EXERCISE: Please put the items below into a JSON list of strings with one string per line, leaving out blank lines.

[Source data]
========================
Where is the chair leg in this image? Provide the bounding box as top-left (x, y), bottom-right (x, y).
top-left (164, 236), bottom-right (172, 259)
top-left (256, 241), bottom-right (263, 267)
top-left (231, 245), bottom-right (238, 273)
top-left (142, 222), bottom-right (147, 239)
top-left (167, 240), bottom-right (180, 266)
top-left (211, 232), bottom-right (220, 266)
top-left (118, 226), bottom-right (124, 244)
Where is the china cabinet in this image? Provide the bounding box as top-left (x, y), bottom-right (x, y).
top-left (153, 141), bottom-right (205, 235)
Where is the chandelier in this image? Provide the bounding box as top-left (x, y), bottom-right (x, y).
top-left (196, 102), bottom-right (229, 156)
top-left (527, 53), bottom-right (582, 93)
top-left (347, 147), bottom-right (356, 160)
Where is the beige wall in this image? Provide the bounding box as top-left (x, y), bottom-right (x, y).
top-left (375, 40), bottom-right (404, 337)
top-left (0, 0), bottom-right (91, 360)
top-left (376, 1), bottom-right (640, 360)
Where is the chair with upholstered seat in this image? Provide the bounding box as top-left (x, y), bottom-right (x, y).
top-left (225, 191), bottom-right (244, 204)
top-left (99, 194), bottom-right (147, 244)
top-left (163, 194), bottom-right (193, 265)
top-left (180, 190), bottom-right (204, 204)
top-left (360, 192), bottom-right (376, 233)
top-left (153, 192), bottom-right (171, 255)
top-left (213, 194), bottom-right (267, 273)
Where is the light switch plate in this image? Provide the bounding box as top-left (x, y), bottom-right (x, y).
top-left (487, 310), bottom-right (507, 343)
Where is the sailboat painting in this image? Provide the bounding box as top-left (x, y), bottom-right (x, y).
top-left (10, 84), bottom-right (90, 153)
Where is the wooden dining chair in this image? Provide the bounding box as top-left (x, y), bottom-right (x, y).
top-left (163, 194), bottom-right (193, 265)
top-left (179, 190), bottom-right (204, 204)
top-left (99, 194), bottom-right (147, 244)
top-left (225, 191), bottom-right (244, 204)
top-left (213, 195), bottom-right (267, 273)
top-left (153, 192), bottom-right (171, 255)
========================
RESPONSE TO THE EXERCISE:
[
  "Where is the chair leg in this image? Provide the bounding box as top-left (x, y), bottom-right (x, y).",
  "top-left (164, 236), bottom-right (172, 259)",
  "top-left (256, 241), bottom-right (263, 267)",
  "top-left (231, 245), bottom-right (238, 273)",
  "top-left (142, 222), bottom-right (147, 239)",
  "top-left (167, 240), bottom-right (180, 266)",
  "top-left (211, 232), bottom-right (220, 266)",
  "top-left (118, 226), bottom-right (124, 244)",
  "Where is the china cabinet in this image? Provide the bounding box as top-left (x, y), bottom-right (x, y).",
  "top-left (153, 141), bottom-right (205, 235)",
  "Where is the chandelier in this image? Provide the bounding box as top-left (x, y), bottom-right (x, y).",
  "top-left (196, 102), bottom-right (229, 156)",
  "top-left (527, 53), bottom-right (582, 93)",
  "top-left (347, 147), bottom-right (356, 160)",
  "Where is the beige wall in this image? Provide the bounding box as top-left (x, y), bottom-right (x, y).",
  "top-left (375, 40), bottom-right (404, 337)",
  "top-left (0, 0), bottom-right (91, 360)",
  "top-left (376, 1), bottom-right (640, 360)",
  "Where is the chair with upholstered seat in this image? Provide the bounding box as top-left (x, y), bottom-right (x, y).",
  "top-left (225, 191), bottom-right (244, 204)",
  "top-left (99, 194), bottom-right (147, 244)",
  "top-left (163, 194), bottom-right (193, 265)",
  "top-left (180, 190), bottom-right (204, 204)",
  "top-left (360, 192), bottom-right (376, 233)",
  "top-left (153, 192), bottom-right (171, 255)",
  "top-left (213, 194), bottom-right (267, 273)",
  "Where is the light switch plate in this image? Provide the bounding box as top-left (x, y), bottom-right (x, y).",
  "top-left (487, 310), bottom-right (507, 343)",
  "Where is the sailboat painting in this image? Provide the bounding box as top-left (x, y), bottom-right (x, y).",
  "top-left (10, 84), bottom-right (90, 153)",
  "Where is the wooden dining chair in this image? Provide the bounding box as top-left (x, y), bottom-right (x, y).",
  "top-left (163, 194), bottom-right (193, 265)",
  "top-left (179, 190), bottom-right (204, 204)",
  "top-left (99, 194), bottom-right (147, 244)",
  "top-left (225, 191), bottom-right (244, 204)",
  "top-left (213, 195), bottom-right (267, 273)",
  "top-left (153, 192), bottom-right (171, 255)"
]